__Set exercise__
Using the entries below, quote exactly the span of lines that begins with the line containing "[point] vehicle hood" and ends with the final line.

__Source records__
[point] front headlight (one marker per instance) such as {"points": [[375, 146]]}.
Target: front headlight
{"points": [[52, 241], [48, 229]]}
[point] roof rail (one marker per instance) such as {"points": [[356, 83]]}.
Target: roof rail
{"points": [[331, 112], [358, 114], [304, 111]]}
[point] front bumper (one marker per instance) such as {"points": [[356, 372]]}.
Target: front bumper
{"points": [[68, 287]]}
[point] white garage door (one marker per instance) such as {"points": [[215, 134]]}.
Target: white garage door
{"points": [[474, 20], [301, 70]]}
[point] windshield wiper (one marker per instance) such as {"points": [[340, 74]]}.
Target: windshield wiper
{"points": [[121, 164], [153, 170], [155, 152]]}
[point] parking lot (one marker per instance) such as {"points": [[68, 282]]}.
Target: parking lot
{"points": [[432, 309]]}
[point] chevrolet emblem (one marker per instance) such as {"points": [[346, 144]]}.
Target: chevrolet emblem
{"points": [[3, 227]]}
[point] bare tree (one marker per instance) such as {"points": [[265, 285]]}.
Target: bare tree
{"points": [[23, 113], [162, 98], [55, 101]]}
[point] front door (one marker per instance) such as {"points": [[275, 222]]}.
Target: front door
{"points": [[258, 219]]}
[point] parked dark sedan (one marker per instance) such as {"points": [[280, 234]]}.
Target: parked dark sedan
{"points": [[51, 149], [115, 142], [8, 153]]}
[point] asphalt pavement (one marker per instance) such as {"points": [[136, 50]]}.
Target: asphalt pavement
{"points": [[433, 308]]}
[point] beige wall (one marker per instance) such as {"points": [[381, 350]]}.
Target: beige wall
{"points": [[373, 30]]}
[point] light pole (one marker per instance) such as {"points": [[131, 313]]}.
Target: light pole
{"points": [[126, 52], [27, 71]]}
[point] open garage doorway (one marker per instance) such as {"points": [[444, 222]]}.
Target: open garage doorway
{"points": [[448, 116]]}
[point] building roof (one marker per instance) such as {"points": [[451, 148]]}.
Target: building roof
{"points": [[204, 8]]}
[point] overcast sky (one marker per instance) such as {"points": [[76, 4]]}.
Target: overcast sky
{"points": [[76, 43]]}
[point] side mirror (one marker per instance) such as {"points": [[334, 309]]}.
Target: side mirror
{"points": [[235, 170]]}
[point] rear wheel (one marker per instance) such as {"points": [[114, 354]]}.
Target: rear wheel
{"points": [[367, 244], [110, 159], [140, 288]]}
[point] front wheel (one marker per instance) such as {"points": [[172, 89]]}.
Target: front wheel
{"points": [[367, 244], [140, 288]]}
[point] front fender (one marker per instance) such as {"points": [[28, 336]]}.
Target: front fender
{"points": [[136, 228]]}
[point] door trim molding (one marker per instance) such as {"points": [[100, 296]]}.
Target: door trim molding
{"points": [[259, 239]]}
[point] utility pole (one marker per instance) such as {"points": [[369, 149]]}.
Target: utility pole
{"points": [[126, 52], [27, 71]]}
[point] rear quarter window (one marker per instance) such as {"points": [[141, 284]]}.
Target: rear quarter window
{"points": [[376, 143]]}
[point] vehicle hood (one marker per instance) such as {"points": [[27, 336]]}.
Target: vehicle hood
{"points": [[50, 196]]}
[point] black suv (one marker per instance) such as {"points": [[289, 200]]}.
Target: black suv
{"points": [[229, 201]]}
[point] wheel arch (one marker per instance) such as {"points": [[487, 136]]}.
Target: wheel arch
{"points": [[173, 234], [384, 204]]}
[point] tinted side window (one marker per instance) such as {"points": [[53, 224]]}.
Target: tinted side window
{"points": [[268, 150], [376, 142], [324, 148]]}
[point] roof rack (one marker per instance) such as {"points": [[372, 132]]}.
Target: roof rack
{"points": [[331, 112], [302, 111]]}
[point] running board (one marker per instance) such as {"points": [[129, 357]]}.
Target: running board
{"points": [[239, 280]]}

__Output below__
[point] vehicle hood (one marker per instance) such as {"points": [[27, 336]]}.
Target: vehicle hood
{"points": [[50, 196]]}
[point] black suv (one marker per instance) such as {"points": [[289, 200]]}.
Target: black suv
{"points": [[229, 201]]}
[point] wheel arch (one marker per instance) such as {"points": [[487, 136]]}.
Target: wheel arch
{"points": [[173, 234], [384, 204]]}
[point] tinted side window (one marker per instance) such as {"points": [[53, 224]]}.
Target: tinted side window
{"points": [[268, 150], [376, 142], [324, 148]]}
[point] roof rack (one marker per instance) such as {"points": [[372, 132]]}.
Target: roof rack
{"points": [[331, 112], [302, 111]]}
[point] running board (one marker per instance) such as {"points": [[129, 357]]}.
Target: running board
{"points": [[239, 280]]}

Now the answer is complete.